* **Task set**
a) Answer these questions about the Higher Dimensional Geometry page, one per line:
(i) Who is scheduled to speak from 2:45 to 3:45 on Tuesday, May 7th?
(ii) Who are the organisers?
(iii) What is the title of Frederic Campana's talk?
b) Write the next part of the Higher Dimensional Geometry page, picking up after its final sentence.

* **Provided passage**

-----

Higher Dimensional Geometry

Monday May 6th to Friday May 10th 2024

Organisers:

Paolo Cascini, Ivan Cheltsov, James McKernan and Chenyang Xu

Speakers




Schedule

Monday, May 6th

9:30 - 10:30 János Kollár

11:00 - 12:00 Christian Schnell

12:00 - 1:00 Lunch

1:15 - 2:15 Brian Lehmann

2:45 - 3:45 Lena Ji

4:15 - 5:15 Paul Hacking


Tuesday, May 7th

9:30 - 10:30 Hélène Esnault

11:00 - 12:00 Hiroshi Iritani

12:00 - 1:00 Lunch

1:15 - 2:15 Konstantin Loginov

2:45 - 3:45 Stefan Schreieder

4:15 - 5:15 Olivier Wittenberg


Wednesday, May 8th

9:30 - 10:30 Shigeru Mukai

11:00 - 12:00 Adrien Dubouloz

12:00 - 1:00 Lunch

1:15 - 2:15 Adrian Langer

2:45 - 3:45 Enrica Floris

4:15 - 5:15 Radu Laza


Thursday, May 9th

9:30 - 10:30 Frederic Campana

11:00 - 12:00 Elham Izadi

12:00 - 1:00 Lunch

1:15 - 2:15 Yuri Tschinkel

2:45 - 3:45 Andreas Horing

4:15 - 5:15 Sho Tanimoto


Friday, May 10th

9:30 - 10:30 Osamu Fujino

11:00 - 12:00 Mihnea Popa

12:00 - 1:00 Lunch


Titles and Abstracts

Frederic Campana

Title: On a conjecture of Mihnea Popa

Abstract: Popa conjectured that if $f:X\to Y$ is a submersive projective morphism with connected fibres between complex quasi-projective manifolds, the Logarithmic Kodaira dimensions of $X$ and $Y$ differ exactly by the Kodaira dimension of the fibres. Together with C. Schnell, he proved some important cases of this conjecture. We prove here, by a different approach, involving the `core map', that the conjecture holds when the fibres admit good minimal models.

-----

Stored data entries
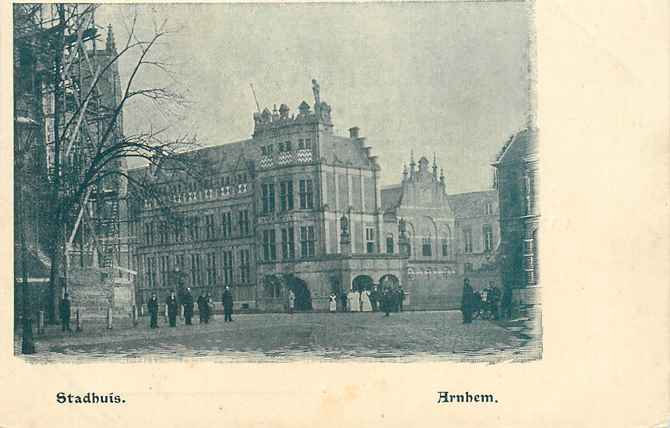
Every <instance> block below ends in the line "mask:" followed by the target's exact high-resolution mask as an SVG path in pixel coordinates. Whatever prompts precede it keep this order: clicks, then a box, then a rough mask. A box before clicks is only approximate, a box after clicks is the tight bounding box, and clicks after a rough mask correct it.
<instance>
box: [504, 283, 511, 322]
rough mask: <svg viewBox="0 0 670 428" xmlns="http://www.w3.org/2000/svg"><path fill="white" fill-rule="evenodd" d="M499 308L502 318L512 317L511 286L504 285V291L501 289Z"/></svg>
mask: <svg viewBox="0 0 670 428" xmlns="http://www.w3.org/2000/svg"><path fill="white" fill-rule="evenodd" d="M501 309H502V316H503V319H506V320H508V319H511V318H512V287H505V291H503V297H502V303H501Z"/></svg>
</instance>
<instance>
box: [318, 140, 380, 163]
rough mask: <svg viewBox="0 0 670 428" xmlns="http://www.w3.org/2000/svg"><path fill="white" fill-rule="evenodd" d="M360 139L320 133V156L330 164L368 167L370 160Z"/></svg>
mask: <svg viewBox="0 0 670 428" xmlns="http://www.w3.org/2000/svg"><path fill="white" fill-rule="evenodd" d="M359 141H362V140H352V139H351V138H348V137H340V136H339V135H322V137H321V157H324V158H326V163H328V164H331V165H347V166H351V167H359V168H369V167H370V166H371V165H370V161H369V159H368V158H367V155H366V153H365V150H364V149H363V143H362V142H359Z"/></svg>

-----

* **Set of answers**
a)
(i) Stefan Schreieder
(ii) Paolo Cascini, Ivan Cheltsov, James McKernan and Chenyang Xu
(iii) On a conjecture of Mihnea Popa

b)
Adrien Dubouloz

Title: Additive group actions, polar cylinders and rigidity of Brieskon-Pham hypersurfaces

Abstract: I will give an overview of two recent and developing advances concerning applications of the correspondence between anti-canonical polar cylinders in Fano varieties and  homogeneous actions of the additive group on the spectra of their anti-canonical rings: one concerns the study of automorphism groups of so-called Brieskorn-Pham affine hypersurfaces via a reduction to well-formed hypersurfaces and the other the construction of natural test configurations for Fano varieties possessing polar cylinders.  The talk is based  on several joint works in progress with, among others, Michael Chitayat (Ottawa) and Takashi Kishimoto (Saitama).


Hélène Esnault

Title: Survey on properties of rigid local systems

Abstract: We’ll survey some properties of rigid local systems, based on our joint work with Michael Groechenig and in part with Johan de Jong.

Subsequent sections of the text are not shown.